Need to Know:
judicial review
precedent
stare decisis
judicial activism
judicial restraint
ideological makeup of the court
two interpretations of the constitution
Courts:
Warren Court
Burger Court
Rehnquist Court
Roberts Court
Checks on the Court:
Congress
Executive Branch
A Court Dedicated to Individual Liberties
In the post-World War II years, the Court protected and extended individual liberties. It delivered mixed messages on civil liberties up to this point – holding states to First Amendment protections while allowing government infringements in times of national security threats. For example, it upheld FDR’s executive order that placed Japanese Americans in internment camps after the Japanese attack in 1941. After that, however, the Court followed a fairly consistent effort to protect individual liberties and the rights of accused criminals. The trend crested in 1973 when the Court upheld a woman’s right to an abortion in Roe v. Wade.
The Warren Court
The Court extended many liberties under Chief Justice Earl Warren after President Dwight Eisenhower appointed him in 1953. As attorney general for California during the war, Warren oversaw the internment of Japanese Americans, and in 1948, he was the Republican vice-presidential nominee. But any expectations that Warren would act as a conservative judge were lost soon after he took the bench.
Warren’s legacy did not please traditionalists because his Court overturned state policies created by democratically elected legislatures. The controversial or unpopular decisions led some people to challenge the Court’s legitimacy. Several Warren Court decisions seemed to insult states’ political cultures and threaten to drain state treasuries. Some argued that Earl Warren should be impeached. The Warren Court had made unpopular decisions, but it had not committed impeachable acts – such as taking bribes or failing to carry out the job – so only justices’ retirements or deaths could change the Court’s makeup.

Record excerpts:
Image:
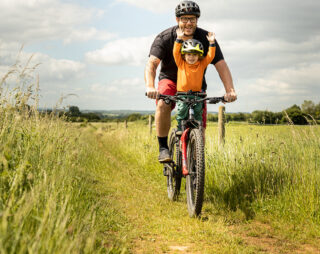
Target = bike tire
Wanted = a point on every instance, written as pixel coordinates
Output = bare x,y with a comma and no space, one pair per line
174,174
196,167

The tasks:
**1)** Please decide whether each statement below agrees with the Supreme Court passage, answering yes or no and quoting the deciding words from the passage.
(a) President Dwight Eisenhower appointed Earl Warren in 1953.
(b) In 1948, Warren was the Democratic vice-presidential nominee.
(c) The Court struck down FDR's executive order placing Japanese Americans in internment camps.
**2)** Proceed with the Supreme Court passage, starting right after its last sentence.

Task responses:
**1)**
(a) Yes: "after President Dwight Eisenhower appointed him in 1953"
(b) No: "in 1948, he was the Republican vice-presidential nominee"
(c) No: "it upheld FDR’s executive order that placed Japanese Americans in internment camps"

**2)**
The Burger Court
President Richard Nixon won the 1968 election, partly by criticizing Warren’s Court as detrimental to law enforcement and local control. When Chief Justice Earl Warren retired, Nixon appointed Warren Burger, a U.S. appeals court justice, as his replacement. Burger, however, did not fully align with Nixon’s conservative goals and struggled with judicial leadership, lacking Warren’s effectiveness in guiding the Court.
In Roe v. Wade, Burger joined six other justices to rule against or modify state anti-abortion laws, asserting a violation of due process and establishing a woman’s unconditional right to abortion during the first trimester of pregnancy. He also authored a unanimous opinion upholding court-ordered school busing to achieve racial integration.
Burger faced challenges in achieving majority opinions, often leaving cases undecided and increasing the Court’s workload to handle up to 150 appeals per year. His tenure was marked by criticism from within and outside the Court, with some describing him as intellectually lacking and alienating his colleagues. By 1986, Burger retired, expressing little sentiment about leaving the Court.
The Rehnquist Court
Upon Burger’s retirement, President Reagan elevated Associate Justice William Rehnquist to Chief Justice. Rehnquist, known for his strict constructionist views, had faced scrutiny during his nomination, accused of racism due to his earlier stance supporting “separate but equal.”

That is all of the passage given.